:: Task prompt ::
Rewrite the lines below as a Markdown table with the columns "Row" and "Line", numbering each row and leaving out any blank lines.

:: Supplied data ::
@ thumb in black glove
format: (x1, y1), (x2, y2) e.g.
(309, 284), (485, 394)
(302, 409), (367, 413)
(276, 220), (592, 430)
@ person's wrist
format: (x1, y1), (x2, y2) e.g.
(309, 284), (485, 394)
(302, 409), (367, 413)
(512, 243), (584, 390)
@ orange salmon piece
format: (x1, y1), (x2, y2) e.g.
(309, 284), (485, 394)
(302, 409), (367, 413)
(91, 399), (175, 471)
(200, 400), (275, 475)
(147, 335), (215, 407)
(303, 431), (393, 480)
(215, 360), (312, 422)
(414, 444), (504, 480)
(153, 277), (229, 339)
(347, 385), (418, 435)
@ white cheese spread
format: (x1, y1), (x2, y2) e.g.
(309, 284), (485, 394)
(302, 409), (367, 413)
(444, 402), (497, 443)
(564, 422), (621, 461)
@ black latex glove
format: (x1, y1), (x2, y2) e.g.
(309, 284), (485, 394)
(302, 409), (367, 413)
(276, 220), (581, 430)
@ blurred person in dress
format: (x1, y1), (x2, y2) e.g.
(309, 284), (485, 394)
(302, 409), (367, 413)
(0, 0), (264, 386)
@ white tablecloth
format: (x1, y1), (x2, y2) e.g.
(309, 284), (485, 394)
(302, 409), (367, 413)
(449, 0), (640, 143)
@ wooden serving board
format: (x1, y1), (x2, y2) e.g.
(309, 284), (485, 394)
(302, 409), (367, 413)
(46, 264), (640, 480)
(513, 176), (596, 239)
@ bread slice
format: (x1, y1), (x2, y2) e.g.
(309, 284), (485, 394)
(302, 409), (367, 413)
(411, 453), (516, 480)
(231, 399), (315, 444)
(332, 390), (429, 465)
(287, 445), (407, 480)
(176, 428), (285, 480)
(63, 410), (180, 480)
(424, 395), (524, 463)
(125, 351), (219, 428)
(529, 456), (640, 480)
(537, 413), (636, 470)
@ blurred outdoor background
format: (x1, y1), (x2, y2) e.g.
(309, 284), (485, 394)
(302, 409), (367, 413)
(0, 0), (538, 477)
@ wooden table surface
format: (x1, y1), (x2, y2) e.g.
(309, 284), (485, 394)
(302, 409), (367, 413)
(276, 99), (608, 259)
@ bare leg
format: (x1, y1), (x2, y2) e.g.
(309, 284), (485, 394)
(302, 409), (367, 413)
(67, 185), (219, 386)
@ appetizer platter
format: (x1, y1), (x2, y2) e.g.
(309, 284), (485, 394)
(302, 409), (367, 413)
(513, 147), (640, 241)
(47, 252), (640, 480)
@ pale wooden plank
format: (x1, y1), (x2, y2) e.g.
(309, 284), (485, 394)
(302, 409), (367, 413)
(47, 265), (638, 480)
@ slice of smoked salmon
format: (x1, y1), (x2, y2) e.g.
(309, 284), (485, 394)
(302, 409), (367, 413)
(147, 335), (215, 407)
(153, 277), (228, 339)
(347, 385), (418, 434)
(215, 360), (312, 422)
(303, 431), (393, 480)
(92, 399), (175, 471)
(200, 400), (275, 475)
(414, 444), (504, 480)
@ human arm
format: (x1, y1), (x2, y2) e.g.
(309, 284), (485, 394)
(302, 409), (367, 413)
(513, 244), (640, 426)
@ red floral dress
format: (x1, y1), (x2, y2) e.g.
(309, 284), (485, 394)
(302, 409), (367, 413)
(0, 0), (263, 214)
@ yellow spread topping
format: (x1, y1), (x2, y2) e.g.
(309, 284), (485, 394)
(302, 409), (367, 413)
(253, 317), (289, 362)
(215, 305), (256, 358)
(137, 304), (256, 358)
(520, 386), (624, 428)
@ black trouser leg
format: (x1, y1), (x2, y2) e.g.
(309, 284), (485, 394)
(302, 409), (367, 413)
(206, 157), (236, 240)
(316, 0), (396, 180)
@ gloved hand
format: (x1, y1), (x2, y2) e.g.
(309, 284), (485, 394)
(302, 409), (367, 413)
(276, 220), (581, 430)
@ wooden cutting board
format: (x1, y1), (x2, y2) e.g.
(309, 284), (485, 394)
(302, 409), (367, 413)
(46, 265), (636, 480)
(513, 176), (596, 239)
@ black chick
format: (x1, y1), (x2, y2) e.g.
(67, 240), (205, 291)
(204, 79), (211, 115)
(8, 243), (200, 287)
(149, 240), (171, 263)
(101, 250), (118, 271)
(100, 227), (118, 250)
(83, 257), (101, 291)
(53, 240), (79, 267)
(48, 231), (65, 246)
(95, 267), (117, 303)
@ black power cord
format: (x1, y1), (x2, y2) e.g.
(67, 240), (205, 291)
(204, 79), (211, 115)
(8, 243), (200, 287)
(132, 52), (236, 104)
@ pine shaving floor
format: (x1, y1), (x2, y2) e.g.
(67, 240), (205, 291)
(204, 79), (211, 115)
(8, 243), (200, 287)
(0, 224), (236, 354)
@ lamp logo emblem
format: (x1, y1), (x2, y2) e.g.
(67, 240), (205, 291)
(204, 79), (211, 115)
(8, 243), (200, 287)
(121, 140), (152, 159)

:: Solution to this exercise ::
| Row | Line |
|---|---|
| 1 | @ thumb in black glove |
| 2 | format: (x1, y1), (x2, y2) e.g. |
| 3 | (309, 284), (485, 394) |
| 4 | (302, 409), (367, 413) |
| 5 | (276, 220), (592, 430) |
| 6 | @ person's wrist |
| 7 | format: (x1, y1), (x2, y2) e.g. |
| 8 | (309, 284), (485, 394) |
| 9 | (302, 409), (367, 413) |
| 10 | (512, 243), (584, 390) |
| 11 | @ orange salmon piece |
| 12 | format: (x1, y1), (x2, y2) e.g. |
| 13 | (309, 284), (485, 394) |
| 14 | (302, 409), (367, 413) |
| 15 | (91, 399), (175, 471) |
| 16 | (200, 400), (275, 475) |
| 17 | (147, 335), (215, 407) |
| 18 | (303, 431), (393, 480) |
| 19 | (215, 360), (312, 422) |
| 20 | (414, 444), (504, 480) |
| 21 | (153, 277), (229, 339) |
| 22 | (347, 385), (418, 435) |
| 23 | @ white cheese spread |
| 24 | format: (x1, y1), (x2, y2) e.g. |
| 25 | (309, 284), (485, 394) |
| 26 | (302, 409), (367, 413) |
| 27 | (444, 402), (497, 443) |
| 28 | (564, 422), (621, 461) |
| 29 | @ black latex glove |
| 30 | format: (x1, y1), (x2, y2) e.g. |
| 31 | (309, 284), (485, 394) |
| 32 | (302, 409), (367, 413) |
| 33 | (276, 220), (581, 430) |
| 34 | @ blurred person in dress |
| 35 | format: (x1, y1), (x2, y2) e.g. |
| 36 | (309, 284), (485, 394) |
| 37 | (302, 409), (367, 413) |
| 38 | (0, 0), (264, 386) |
| 39 | @ white tablecloth |
| 40 | format: (x1, y1), (x2, y2) e.g. |
| 41 | (309, 284), (485, 394) |
| 42 | (302, 409), (367, 413) |
| 43 | (449, 0), (640, 143) |
| 44 | @ wooden serving board |
| 45 | format: (x1, y1), (x2, y2) e.g. |
| 46 | (309, 284), (485, 394) |
| 47 | (302, 409), (367, 413) |
| 48 | (46, 264), (640, 480) |
| 49 | (513, 176), (596, 239) |
| 50 | @ bread slice |
| 51 | format: (x1, y1), (x2, y2) e.g. |
| 52 | (309, 284), (485, 394) |
| 53 | (302, 409), (367, 413) |
| 54 | (411, 453), (516, 480) |
| 55 | (231, 399), (315, 444) |
| 56 | (332, 390), (429, 465) |
| 57 | (287, 445), (407, 480) |
| 58 | (176, 428), (285, 480) |
| 59 | (63, 410), (180, 480) |
| 60 | (424, 395), (524, 463) |
| 61 | (125, 351), (219, 428) |
| 62 | (529, 456), (640, 480) |
| 63 | (537, 413), (636, 470) |
| 64 | @ blurred outdoor background |
| 65 | format: (x1, y1), (x2, y2) e.g. |
| 66 | (309, 284), (485, 394) |
| 67 | (302, 409), (367, 413) |
| 68 | (0, 0), (538, 477) |
| 69 | @ wooden table surface |
| 70 | format: (x1, y1), (x2, y2) e.g. |
| 71 | (309, 284), (485, 394) |
| 72 | (302, 409), (367, 413) |
| 73 | (276, 99), (608, 259) |
| 74 | @ bare leg |
| 75 | format: (x1, y1), (x2, y2) e.g. |
| 76 | (309, 284), (485, 394) |
| 77 | (302, 409), (367, 413) |
| 78 | (67, 185), (219, 386) |
| 79 | @ appetizer platter |
| 80 | format: (x1, y1), (x2, y2) e.g. |
| 81 | (309, 284), (485, 394) |
| 82 | (302, 409), (367, 413) |
| 83 | (513, 147), (640, 241) |
| 84 | (47, 252), (640, 480) |
| 85 | @ pale wooden plank |
| 86 | format: (x1, y1), (x2, y2) e.g. |
| 87 | (309, 284), (485, 394) |
| 88 | (302, 409), (367, 413) |
| 89 | (47, 265), (638, 480) |
| 90 | @ slice of smoked salmon |
| 91 | format: (x1, y1), (x2, y2) e.g. |
| 92 | (309, 284), (485, 394) |
| 93 | (302, 409), (367, 413) |
| 94 | (147, 335), (215, 407) |
| 95 | (153, 277), (228, 339) |
| 96 | (347, 385), (418, 434) |
| 97 | (215, 360), (312, 422) |
| 98 | (303, 431), (393, 480) |
| 99 | (92, 399), (175, 471) |
| 100 | (200, 400), (275, 475) |
| 101 | (414, 444), (504, 480) |
| 102 | @ human arm |
| 103 | format: (x1, y1), (x2, y2) e.g. |
| 104 | (309, 284), (485, 394) |
| 105 | (302, 409), (367, 413) |
| 106 | (513, 244), (640, 426) |
| 107 | @ red floral dress |
| 108 | format: (x1, y1), (x2, y2) e.g. |
| 109 | (309, 284), (485, 394) |
| 110 | (302, 409), (367, 413) |
| 111 | (0, 0), (263, 214) |
| 112 | @ yellow spread topping |
| 113 | format: (x1, y1), (x2, y2) e.g. |
| 114 | (309, 284), (485, 394) |
| 115 | (302, 409), (367, 413) |
| 116 | (253, 317), (289, 362) |
| 117 | (215, 305), (256, 358) |
| 118 | (137, 304), (256, 358) |
| 119 | (520, 386), (624, 428) |
| 120 | @ black trouser leg |
| 121 | format: (x1, y1), (x2, y2) e.g. |
| 122 | (309, 284), (485, 394) |
| 123 | (302, 409), (367, 413) |
| 124 | (206, 157), (236, 240) |
| 125 | (316, 0), (396, 180) |
| 126 | @ gloved hand |
| 127 | format: (x1, y1), (x2, y2) e.g. |
| 128 | (309, 284), (485, 394) |
| 129 | (302, 409), (367, 413) |
| 130 | (276, 220), (581, 430) |
| 131 | @ wooden cutting board |
| 132 | format: (x1, y1), (x2, y2) e.g. |
| 133 | (309, 284), (485, 394) |
| 134 | (302, 409), (367, 413) |
| 135 | (46, 265), (636, 480) |
| 136 | (513, 176), (596, 239) |
| 137 | @ black chick |
| 138 | format: (x1, y1), (x2, y2) e.g. |
| 139 | (67, 240), (205, 291) |
| 140 | (204, 79), (211, 115) |
| 141 | (8, 243), (200, 287) |
| 142 | (149, 240), (171, 263) |
| 143 | (101, 250), (118, 271) |
| 144 | (100, 227), (118, 250) |
| 145 | (83, 257), (101, 291) |
| 146 | (53, 240), (79, 267) |
| 147 | (48, 231), (65, 246) |
| 148 | (95, 267), (117, 303) |
| 149 | @ black power cord |
| 150 | format: (x1, y1), (x2, y2) e.g. |
| 151 | (67, 240), (205, 291) |
| 152 | (204, 79), (211, 115) |
| 153 | (8, 243), (200, 287) |
| 154 | (132, 52), (236, 104) |
| 155 | @ pine shaving floor |
| 156 | format: (x1, y1), (x2, y2) e.g. |
| 157 | (67, 240), (205, 291) |
| 158 | (204, 79), (211, 115) |
| 159 | (8, 243), (200, 287) |
| 160 | (0, 224), (236, 354) |
| 161 | @ lamp logo emblem |
| 162 | format: (x1, y1), (x2, y2) e.g. |
| 163 | (67, 240), (205, 291) |
| 164 | (204, 79), (211, 115) |
| 165 | (8, 243), (200, 287) |
| 166 | (121, 140), (152, 159) |